**A run of records:**
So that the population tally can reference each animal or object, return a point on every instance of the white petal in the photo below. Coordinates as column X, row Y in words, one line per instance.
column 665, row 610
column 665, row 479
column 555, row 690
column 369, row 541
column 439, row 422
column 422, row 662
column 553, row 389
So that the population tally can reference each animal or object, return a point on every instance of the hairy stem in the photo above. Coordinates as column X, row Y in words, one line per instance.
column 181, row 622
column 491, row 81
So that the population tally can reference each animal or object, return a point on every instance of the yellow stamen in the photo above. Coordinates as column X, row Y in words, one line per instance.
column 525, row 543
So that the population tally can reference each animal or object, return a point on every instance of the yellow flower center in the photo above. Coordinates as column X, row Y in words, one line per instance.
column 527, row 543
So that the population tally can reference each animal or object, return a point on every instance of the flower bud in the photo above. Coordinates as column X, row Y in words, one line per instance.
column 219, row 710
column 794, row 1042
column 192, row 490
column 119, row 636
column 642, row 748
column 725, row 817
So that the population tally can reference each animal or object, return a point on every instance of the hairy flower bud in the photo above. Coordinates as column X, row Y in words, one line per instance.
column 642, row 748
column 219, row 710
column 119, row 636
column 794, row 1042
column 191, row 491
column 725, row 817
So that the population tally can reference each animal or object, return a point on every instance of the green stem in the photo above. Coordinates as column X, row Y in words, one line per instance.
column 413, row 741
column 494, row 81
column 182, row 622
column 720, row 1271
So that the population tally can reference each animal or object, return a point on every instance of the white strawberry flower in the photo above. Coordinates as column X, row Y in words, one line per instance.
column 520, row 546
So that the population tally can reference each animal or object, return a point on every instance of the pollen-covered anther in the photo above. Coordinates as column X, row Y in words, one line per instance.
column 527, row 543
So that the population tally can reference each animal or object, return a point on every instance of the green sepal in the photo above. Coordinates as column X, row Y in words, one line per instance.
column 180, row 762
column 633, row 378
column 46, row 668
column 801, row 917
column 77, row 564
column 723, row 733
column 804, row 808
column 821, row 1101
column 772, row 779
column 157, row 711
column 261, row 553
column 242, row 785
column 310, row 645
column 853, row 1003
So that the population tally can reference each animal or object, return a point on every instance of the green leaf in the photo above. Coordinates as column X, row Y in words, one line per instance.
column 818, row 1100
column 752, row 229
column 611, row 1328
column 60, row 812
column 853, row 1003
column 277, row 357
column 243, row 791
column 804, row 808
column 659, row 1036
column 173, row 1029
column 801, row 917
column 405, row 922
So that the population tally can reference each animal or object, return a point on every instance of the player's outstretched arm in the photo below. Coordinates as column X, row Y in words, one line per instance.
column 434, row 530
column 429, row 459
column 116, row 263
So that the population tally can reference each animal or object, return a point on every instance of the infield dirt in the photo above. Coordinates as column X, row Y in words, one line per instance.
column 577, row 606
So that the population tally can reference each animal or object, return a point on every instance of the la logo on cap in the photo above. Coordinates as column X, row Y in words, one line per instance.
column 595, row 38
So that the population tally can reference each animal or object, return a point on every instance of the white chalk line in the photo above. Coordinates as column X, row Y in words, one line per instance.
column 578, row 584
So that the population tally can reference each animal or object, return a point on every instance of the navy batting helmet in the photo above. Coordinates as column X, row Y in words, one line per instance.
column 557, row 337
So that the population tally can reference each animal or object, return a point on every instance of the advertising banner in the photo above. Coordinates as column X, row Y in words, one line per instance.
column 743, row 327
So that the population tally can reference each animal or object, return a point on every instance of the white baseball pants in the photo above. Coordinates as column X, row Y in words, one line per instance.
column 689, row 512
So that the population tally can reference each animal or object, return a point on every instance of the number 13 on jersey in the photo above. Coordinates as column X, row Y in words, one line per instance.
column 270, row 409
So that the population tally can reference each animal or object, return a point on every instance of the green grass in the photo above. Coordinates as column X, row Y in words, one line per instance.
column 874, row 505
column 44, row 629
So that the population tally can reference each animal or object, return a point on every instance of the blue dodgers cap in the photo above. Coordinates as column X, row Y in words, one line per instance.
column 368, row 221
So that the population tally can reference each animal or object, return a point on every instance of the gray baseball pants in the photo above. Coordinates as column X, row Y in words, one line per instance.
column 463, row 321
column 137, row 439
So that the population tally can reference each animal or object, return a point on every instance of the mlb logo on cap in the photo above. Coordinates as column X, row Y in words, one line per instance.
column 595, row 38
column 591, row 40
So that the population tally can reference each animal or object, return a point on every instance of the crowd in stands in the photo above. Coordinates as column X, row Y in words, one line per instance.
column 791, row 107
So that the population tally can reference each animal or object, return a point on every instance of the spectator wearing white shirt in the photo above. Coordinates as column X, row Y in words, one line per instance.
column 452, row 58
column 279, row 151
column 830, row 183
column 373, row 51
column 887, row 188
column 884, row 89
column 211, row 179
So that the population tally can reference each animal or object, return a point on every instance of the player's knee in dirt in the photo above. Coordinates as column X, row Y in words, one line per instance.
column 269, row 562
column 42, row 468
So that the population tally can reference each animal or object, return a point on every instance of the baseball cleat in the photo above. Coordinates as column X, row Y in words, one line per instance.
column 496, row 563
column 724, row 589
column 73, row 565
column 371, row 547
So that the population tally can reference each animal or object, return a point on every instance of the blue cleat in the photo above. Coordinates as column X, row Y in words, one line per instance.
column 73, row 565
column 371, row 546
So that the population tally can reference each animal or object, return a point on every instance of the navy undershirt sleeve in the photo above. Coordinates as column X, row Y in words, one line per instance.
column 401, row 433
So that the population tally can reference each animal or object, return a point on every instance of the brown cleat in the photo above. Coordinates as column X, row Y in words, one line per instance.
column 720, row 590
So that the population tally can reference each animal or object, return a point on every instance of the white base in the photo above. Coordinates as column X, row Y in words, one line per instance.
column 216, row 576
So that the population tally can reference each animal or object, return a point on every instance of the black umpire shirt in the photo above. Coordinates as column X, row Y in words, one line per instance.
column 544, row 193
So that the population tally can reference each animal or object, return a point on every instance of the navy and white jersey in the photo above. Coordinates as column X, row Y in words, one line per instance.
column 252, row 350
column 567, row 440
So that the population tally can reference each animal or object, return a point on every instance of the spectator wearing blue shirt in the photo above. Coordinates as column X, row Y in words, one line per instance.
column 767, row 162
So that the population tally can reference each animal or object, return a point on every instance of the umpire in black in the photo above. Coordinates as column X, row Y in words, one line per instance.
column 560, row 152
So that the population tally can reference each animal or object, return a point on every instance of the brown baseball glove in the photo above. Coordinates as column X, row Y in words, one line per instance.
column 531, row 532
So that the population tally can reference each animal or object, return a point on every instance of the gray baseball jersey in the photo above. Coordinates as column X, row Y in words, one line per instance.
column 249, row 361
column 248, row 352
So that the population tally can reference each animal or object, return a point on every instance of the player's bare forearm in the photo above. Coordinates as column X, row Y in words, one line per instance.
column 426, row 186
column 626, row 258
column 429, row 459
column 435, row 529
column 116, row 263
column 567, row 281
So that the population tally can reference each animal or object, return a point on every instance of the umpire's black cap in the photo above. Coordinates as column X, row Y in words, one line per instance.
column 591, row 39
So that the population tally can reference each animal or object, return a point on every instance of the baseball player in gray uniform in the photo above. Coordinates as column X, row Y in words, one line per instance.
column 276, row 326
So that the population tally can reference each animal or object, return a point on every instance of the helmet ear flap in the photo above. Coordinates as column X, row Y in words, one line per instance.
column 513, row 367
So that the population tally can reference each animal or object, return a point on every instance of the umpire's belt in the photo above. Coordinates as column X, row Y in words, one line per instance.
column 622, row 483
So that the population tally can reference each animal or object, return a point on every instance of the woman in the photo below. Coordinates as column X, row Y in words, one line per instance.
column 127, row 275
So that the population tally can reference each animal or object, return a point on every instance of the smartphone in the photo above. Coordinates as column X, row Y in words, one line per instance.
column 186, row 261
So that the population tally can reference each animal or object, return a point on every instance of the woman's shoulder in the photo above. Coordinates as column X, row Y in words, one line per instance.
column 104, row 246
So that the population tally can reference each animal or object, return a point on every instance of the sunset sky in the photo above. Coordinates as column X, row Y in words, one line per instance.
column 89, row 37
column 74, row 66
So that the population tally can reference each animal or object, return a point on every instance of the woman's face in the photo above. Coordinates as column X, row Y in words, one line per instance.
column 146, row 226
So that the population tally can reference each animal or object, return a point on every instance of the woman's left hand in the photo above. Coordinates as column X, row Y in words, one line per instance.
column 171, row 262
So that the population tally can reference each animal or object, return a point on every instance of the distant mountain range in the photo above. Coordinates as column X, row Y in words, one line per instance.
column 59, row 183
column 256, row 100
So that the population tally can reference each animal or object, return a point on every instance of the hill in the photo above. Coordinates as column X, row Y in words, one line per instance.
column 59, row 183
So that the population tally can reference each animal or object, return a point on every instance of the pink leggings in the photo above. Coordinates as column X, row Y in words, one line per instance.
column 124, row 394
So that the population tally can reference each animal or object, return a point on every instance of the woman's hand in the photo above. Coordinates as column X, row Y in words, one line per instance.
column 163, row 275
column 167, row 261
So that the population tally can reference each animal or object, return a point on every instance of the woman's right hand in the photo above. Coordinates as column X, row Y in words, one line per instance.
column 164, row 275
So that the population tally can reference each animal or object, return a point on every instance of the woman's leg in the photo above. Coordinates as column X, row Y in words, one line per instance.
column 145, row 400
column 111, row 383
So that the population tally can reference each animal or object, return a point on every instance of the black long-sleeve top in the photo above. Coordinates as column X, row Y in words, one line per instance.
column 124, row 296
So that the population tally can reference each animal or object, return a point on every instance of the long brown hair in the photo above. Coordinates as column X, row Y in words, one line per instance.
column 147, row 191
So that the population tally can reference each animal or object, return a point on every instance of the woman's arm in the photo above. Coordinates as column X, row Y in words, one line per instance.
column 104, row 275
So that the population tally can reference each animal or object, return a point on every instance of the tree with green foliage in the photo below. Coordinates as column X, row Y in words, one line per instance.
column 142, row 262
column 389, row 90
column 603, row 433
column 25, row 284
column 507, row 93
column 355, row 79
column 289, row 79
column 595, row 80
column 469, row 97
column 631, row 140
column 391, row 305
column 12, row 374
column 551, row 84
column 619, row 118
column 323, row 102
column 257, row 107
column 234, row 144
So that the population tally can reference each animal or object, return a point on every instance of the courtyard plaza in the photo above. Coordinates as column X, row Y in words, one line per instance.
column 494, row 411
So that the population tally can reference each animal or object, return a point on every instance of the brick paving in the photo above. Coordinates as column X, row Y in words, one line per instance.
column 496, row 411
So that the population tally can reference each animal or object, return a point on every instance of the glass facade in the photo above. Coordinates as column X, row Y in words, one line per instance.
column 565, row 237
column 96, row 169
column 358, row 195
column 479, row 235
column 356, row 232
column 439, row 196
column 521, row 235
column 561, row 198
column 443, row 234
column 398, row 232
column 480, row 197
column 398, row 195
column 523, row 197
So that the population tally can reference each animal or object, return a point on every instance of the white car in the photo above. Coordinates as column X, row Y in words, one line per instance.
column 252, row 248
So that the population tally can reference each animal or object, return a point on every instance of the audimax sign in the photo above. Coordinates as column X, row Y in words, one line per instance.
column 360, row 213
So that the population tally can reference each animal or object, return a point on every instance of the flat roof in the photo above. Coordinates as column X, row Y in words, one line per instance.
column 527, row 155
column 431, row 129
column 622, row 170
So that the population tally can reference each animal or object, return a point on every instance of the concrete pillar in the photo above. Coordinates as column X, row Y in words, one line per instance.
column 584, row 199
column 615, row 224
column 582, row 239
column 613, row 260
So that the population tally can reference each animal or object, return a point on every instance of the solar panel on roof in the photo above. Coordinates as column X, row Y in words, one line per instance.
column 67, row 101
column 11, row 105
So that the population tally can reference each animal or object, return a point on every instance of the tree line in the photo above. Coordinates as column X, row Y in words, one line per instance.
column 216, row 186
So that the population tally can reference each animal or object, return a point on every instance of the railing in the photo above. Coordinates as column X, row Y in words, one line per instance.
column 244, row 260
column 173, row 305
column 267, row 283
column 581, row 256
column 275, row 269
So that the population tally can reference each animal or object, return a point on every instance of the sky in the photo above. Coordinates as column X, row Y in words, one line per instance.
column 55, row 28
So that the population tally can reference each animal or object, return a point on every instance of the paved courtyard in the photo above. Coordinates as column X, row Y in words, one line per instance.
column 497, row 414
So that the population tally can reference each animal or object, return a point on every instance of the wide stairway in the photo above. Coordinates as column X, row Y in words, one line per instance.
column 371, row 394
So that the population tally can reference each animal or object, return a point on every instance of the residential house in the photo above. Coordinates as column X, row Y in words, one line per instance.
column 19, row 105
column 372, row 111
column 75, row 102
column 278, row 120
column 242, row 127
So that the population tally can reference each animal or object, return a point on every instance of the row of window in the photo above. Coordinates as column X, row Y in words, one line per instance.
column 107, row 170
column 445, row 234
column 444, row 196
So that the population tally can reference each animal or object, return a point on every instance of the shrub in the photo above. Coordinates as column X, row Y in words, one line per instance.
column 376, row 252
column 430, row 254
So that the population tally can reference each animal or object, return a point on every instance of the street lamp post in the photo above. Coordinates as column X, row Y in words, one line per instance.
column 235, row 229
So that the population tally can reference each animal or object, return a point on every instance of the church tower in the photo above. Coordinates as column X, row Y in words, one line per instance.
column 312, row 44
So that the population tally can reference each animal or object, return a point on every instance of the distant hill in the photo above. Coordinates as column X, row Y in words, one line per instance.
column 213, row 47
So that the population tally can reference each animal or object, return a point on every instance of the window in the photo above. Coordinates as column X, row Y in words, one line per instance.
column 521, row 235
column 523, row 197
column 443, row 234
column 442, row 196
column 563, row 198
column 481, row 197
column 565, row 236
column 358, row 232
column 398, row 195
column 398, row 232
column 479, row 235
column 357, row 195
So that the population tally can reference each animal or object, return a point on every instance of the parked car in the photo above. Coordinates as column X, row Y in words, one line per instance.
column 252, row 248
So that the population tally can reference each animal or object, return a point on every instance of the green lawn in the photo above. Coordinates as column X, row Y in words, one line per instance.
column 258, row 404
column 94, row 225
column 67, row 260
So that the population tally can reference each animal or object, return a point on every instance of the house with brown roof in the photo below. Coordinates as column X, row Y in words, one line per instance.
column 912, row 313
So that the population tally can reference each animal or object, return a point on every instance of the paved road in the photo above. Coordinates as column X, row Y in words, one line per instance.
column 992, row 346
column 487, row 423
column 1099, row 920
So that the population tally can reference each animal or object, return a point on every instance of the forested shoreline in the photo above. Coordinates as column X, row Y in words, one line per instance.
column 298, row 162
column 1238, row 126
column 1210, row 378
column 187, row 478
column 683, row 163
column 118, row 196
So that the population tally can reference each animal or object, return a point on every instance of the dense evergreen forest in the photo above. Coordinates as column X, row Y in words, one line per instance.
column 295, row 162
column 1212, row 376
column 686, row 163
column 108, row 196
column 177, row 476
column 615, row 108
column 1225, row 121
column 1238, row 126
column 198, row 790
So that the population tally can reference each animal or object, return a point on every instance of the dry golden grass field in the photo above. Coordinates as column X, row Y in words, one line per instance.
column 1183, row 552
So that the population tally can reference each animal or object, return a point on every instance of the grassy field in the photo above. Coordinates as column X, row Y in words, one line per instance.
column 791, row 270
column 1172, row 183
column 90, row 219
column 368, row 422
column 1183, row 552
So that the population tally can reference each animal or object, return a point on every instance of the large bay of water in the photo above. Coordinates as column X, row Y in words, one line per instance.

**Given request:** Copy out the entries above word for word, from the line containing "the yellow stamen" through the line containing "column 525, row 543", with both lines included.

**Response below:**
So that the population tally can reference each animal or object, return a point on every instance of the yellow stamen in the photo above. Coordinates as column X, row Y in words, one line per instance.
column 525, row 543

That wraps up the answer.